Consignes –
(1) D'après l'extrait sur les « Provinces du Sud », à quelle date le cessez-le-feu entre le Maroc et le Front Polisario a-t-il été signé ?
(2) Transcrivez l'extrait sur les « Provinces du Sud » de « Ici, visiblement, on » à « clarifier les choses. ».

Extrait de page –
■ ■ ■ ■
10 Septembre 2009 Par Niko
Nous sommes dans les « Provinces du Sud ». Une région « récupérée » selon les autorités marocaines. Le Maroc, donc. Qui en douterait ? : des drapeaux rouges frappés de l’étoile verte partout, sur la moindre cahute au milieu du désert ; des portraits du Roi, d’une taille et d’une variété qu’on ne voit pas dans les « Provinces du Nord », celles où les touristes, nombreux, trouveraient cela incongru sans doute...
Ici, visiblement, on doit rappeler qui est le Roi, au cas où les gens l’oublieraient. Les touristes… il n’y en a pas, malgré les efforts publicitaires du royaume.
Le siège de la MINURSO (MIssion des Nations Unies pour l’organisation d’un Référendum d’autodétermination au Sahara Occidental), soit l’ONU, sous la responsabilité de laquelle se trouve ce territoire non autonome aux yeux du droit international, est littéralement« cerné » par des drapeaux marocains ; lesquels donnent l’illusion que ce site officiel, hérissé de puissantes paraboles de télécommunications, relève du régime alaouite ! Et l’ONU ne fait rien, de toute évidence, pour clarifier les choses.
A partir de Tan Tan, le rituel est toujours le même : barrage de police à l’entrée et à la sortie de chaque ville ou bourgade, barrages de gendarmerie (en nombre non déterminé, parfois tous les 20 km) entre les villes. La plupart du temps polis, les policiers et les gendarmes prennent les passeports, les cartes d’identité, les papiers du véhicule et consignent tout dans des fiches qu’ils remplissent à la main, avec des recherches ubuesques sur les dates d’entrée sur le territoire, et la question, rituelle elle aussi (les Européens ne le font plus figurer sur les passeports) : « profession ? » Nos réponses : « professeur en vacances », « éditrice (de livres) », « retraité »…
On se rappelle qu’un cessez-le-feu a été signé il y a 18 ans (en septembre 1991) entre le Maroc et le Front Polisario, et qu’il a depuis été parfaitement respecté. Pas un coup de feu, pas une tentative d’attentat, pas un kamikaze, rien. Seulement, et c’est horrible, des gens qui sautent sur des mines antipersonnel (fabriquées par tous les pays occidentaux…) laissées par les belligérants dans les anciennes zones de combat.
Dix-huit ans, cela fait une génération. Alors, la raison de ces contrôles incessants?
On nous le répétera : « c’est pour votre sécurité ! » Ainsi, un soir, à 15 km de Smara, au beau milieu du désert, nous partagions avec nos hôtes sahraouis un méchoui de chèvre. Au bout d’une heure ou deux, nous avons vu des faisceaux de phares s’approcher de notre retraite ; sont descendus du véhicule quatre hommes, policiers et gendarmes réunis, deux officiers et deux non gradés le fusil mitrailleur dégagé, prêt à tirer. Après quelques échanges en arabe avec nos hôtes, ils nous ont expliqué sans rire qu’ils étaient venus voir « pour notre sécurité » !
■ ■ ■ ■
Liste des données –
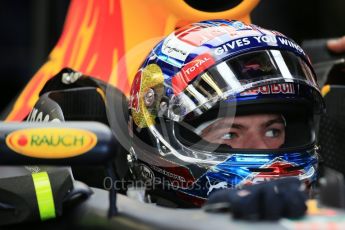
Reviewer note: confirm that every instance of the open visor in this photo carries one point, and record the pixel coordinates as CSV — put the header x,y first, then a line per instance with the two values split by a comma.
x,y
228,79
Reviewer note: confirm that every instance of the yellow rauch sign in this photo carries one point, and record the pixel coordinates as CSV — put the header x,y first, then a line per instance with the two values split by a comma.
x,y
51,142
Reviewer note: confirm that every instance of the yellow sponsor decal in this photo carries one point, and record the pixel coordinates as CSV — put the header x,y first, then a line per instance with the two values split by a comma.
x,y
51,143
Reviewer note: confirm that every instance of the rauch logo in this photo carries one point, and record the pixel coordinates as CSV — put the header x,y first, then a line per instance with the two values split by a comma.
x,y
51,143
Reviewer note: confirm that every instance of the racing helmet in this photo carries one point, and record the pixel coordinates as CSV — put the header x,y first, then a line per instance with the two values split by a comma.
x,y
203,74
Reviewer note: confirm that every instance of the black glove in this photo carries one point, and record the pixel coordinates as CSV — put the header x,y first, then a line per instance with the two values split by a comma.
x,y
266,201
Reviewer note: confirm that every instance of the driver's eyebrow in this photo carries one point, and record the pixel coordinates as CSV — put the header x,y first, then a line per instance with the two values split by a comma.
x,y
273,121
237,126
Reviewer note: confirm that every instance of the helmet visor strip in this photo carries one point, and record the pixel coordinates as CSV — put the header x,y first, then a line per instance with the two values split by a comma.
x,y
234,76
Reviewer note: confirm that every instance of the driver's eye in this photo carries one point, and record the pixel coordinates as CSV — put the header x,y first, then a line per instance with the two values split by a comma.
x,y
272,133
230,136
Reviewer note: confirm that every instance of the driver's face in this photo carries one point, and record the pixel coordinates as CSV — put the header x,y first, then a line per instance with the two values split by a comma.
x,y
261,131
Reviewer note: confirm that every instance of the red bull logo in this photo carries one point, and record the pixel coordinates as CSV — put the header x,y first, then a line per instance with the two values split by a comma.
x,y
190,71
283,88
■ ■ ■ ■
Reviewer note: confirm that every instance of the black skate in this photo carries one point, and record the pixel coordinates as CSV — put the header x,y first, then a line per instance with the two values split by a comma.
■ ■ ■ ■
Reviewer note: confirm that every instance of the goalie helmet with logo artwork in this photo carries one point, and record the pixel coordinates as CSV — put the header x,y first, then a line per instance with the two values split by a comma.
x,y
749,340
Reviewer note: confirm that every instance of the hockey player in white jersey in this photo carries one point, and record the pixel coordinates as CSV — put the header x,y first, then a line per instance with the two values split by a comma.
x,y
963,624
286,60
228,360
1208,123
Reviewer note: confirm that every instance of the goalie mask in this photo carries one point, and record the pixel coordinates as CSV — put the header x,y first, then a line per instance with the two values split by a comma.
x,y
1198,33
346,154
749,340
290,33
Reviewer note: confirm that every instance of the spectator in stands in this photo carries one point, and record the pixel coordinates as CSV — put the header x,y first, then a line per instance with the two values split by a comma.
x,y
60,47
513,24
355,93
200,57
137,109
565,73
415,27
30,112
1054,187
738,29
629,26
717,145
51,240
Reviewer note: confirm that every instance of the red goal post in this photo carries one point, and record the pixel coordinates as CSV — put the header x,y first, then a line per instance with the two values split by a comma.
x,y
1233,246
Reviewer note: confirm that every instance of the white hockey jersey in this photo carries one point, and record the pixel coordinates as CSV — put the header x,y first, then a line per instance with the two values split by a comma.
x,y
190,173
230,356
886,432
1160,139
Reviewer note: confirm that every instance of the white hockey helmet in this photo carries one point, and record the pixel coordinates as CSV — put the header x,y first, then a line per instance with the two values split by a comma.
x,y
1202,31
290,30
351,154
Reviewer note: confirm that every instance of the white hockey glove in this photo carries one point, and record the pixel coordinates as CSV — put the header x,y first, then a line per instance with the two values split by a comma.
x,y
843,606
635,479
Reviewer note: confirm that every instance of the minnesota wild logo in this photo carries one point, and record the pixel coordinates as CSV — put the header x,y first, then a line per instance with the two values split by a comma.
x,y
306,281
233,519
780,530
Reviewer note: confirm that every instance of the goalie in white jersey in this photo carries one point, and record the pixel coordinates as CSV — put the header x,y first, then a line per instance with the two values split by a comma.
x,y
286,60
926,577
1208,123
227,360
■ ■ ■ ■
Les résultats –
(1) En septembre 1991.

(2)
Ici, visiblement, on doit rappeler qui est le Roi, au cas où les gens l’oublieraient. Les touristes… il n’y en a pas, malgré les efforts publicitaires du royaume.
Le siège de la MINURSO (MIssion des Nations Unies pour l’organisation d’un Référendum d’autodétermination au Sahara Occidental), soit l’ONU, sous la responsabilité de laquelle se trouve ce territoire non autonome aux yeux du droit international, est littéralement« cerné » par des drapeaux marocains ; lesquels donnent l’illusion que ce site officiel, hérissé de puissantes paraboles de télécommunications, relève du régime alaouite ! Et l’ONU ne fait rien, de toute évidence, pour clarifier les choses.